┌─ SELECTED PASSAGE
# sonar project



## TheWiz (May 30, 2008)

Hi all. I am a network guy and sparky by trade so I know enough about electronics to be dangerous ;-) 

I have a pet project I would like to do but could really use some expert help in the electronics dept. I am looking to build a robot with a difference. My robot will be a submarine and scoot around a pool diligently dodging obstacles by use of its sonar (just like a real sub). Trouble is, I have a few diagrams relating to building a sonar circuit but not being and expert, I'm a bit unsure. I am focussing on sonar 'cos the navy surely can't be wrong, but if infra-red is better, then I am happy to listen. 

What I would like is some help designing a circuit diagram and part list for a sonar that would constantly monitor for obstacles for a distance of 5-20 feet (adjustable with a potentiometer I guess). If it detects something within the set range, it would send a pin high so I can direct it to turn, or perform some other function (perhaps launch torpedo to obliterate the obstacle).

Seriously, any expert help in putting this diagram and parts list together so I could built this beast would be greatly appreciated. Bear in mind that the components (especially the transducers) need to function under water and can't be to greatly sized.

Cheers and hope I can help you out one day with a network problem.

The Wiz


----------



## magnethead (Mar 18, 2006)

Being i'm a hobbyist roboticist myself (that will be doing somethign similar within 4 years to a land vehicle), i like the idea. Sonar wise, i have no clue at all. IR doesn't work under water because the water breaks/bends the beam i do believe. 

http://www.seattlerobotics.org/encoder/apr97/sonar.html


----------
└─
◆ **INSTRUCTIONS FOR THE TASK**
Reproduce, word for word, the part of the sonar project thread starting with "Seriously, any expert" and going on through "a network problem.".
┌─ PROVIDED DATA
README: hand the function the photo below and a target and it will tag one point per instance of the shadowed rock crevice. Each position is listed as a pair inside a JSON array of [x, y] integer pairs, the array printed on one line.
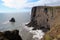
└─
◆ **FINAL RESULT**
Seriously, any expert help in putting this diagram and parts list together so I could built this beast would be greatly appreciated. Bear in mind that the components (especially the transducers) need to function under water and can't be to greatly sized.

Cheers and hope I can help you out one day with a network problem.